Start of Text provided

In the wake of Craig Venter's announcement that he and his team had created the world's first synthetic lifeform, Jamie Boyle considers the legal implications of a synthetic biotech world in which the norm is that the fundamental units of creation are exclusively held by a few patent owners:
In an article written for the journal PloS Biology in 2007, my colleague Arti Rai and I explored the likely legal future of synthetic biology. We found reason to worry that precisely because synthetic biology looks both like software writing and genetic engineering, it might end up combining the expansive patent law aspects of both those technologies, with the troubling prospect of strong monopolies being created over the basic building blocks of science itself. Some of the patents being filed are astoundingly basic, the equivalent of patenting Boolean algebra right at the birth of computer science. With courts now reconsidering both business method and perhaps software patents, and patents over human genes, the future is an uncertain one.

End of Text provided
Start of Supplied entries

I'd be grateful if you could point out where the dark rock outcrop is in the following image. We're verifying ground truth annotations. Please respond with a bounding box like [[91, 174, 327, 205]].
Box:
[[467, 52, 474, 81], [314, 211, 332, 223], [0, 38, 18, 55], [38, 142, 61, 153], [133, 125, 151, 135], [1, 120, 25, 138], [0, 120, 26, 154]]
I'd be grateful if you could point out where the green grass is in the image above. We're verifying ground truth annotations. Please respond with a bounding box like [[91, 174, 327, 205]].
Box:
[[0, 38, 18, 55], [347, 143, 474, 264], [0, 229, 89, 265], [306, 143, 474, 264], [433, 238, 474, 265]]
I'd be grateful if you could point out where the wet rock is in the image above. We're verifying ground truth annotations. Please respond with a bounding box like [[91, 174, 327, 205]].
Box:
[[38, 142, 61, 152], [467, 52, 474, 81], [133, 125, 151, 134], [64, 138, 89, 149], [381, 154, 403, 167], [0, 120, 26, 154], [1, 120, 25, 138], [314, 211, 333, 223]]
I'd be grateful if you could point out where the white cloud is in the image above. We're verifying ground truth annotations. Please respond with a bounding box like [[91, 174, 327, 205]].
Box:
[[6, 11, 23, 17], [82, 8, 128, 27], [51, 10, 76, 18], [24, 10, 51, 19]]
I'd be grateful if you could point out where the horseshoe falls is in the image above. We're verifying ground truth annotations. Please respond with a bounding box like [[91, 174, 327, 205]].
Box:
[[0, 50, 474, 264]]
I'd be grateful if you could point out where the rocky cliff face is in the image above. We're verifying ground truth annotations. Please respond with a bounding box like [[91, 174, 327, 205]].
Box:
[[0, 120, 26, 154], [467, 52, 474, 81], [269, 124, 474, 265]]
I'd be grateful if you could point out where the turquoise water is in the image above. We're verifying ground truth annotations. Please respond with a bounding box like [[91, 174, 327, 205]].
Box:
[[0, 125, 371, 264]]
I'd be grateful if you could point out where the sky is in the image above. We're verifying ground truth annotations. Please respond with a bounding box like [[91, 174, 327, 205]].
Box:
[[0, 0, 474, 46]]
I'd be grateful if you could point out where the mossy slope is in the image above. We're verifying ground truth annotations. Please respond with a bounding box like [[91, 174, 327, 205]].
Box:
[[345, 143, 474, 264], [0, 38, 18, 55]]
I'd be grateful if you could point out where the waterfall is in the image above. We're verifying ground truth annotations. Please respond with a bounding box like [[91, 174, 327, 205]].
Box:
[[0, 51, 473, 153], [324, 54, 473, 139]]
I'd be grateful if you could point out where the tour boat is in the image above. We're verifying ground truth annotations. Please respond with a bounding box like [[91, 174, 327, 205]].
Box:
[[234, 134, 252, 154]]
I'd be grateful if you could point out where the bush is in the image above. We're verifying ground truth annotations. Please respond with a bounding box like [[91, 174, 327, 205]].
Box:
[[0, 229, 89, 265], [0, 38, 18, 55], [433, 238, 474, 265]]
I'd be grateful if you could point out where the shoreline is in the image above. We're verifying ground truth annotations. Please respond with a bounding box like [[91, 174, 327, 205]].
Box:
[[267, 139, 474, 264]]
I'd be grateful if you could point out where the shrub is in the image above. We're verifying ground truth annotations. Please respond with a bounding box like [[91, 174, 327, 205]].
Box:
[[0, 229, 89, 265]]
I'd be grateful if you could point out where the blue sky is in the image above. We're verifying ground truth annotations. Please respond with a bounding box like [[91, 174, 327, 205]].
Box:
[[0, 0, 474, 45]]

End of Supplied entries

#### [Exercise tasks]
#1 Decide whether each of the statements (a), (b), and (c) agrees with the synthetic biology passage, answering yes or no and quoting the exact words from the passage that settle it: (a) Boyle and Arti Rai published their 2007 article in the journal PloS Biology; (b) the patents being filed in synthetic biology are described as narrow and highly specialized; (c) courts are reconsidering patents over human genes.
#2 Extend the synthetic biology passage with a few sentences that pick up right after its final sentence.
The data comes from a separate source, unrelated to the synthetic biology passage.

#### [Exercise responses]
#1
(a) Yes: "In an article written for the journal PloS Biology in 2007, my colleague Arti Rai and I explored the likely legal future of synthetic biology."
(b) No: "Some of the patents being filed are astoundingly basic, the equivalent of patenting Boolean algebra right at the birth of computer science."
(c) Yes: "With courts now reconsidering both business method and perhaps software patents, and patents over human genes, the future is an uncertain one."

#2
In the world of software, the proprietary model faces competition from open source alternatives, free both in price and in that their code is openly available and can be scrutinized and rewritten. Internet Explorer competes with the open source browser, Firefox. Microsoft dominates the desktop operating system market but there is a Linux alternative. Microsoft web server software competes with (and trails) the open source offerings from Apache and others. The same is true in the world of synthetic biology. The Biobricks Foundation is a nonprofit founded by scientists who are keenly aware of the parallels to the software world. They want to create an open source collection of standard biological parts, to make sure in other words, that the basic building blocks, the standard tools of this new world of biological science, remain "open" in a scientific commons. But their efforts, too, are rendered uncertain by the threat of overbroad patents on foundational technologies.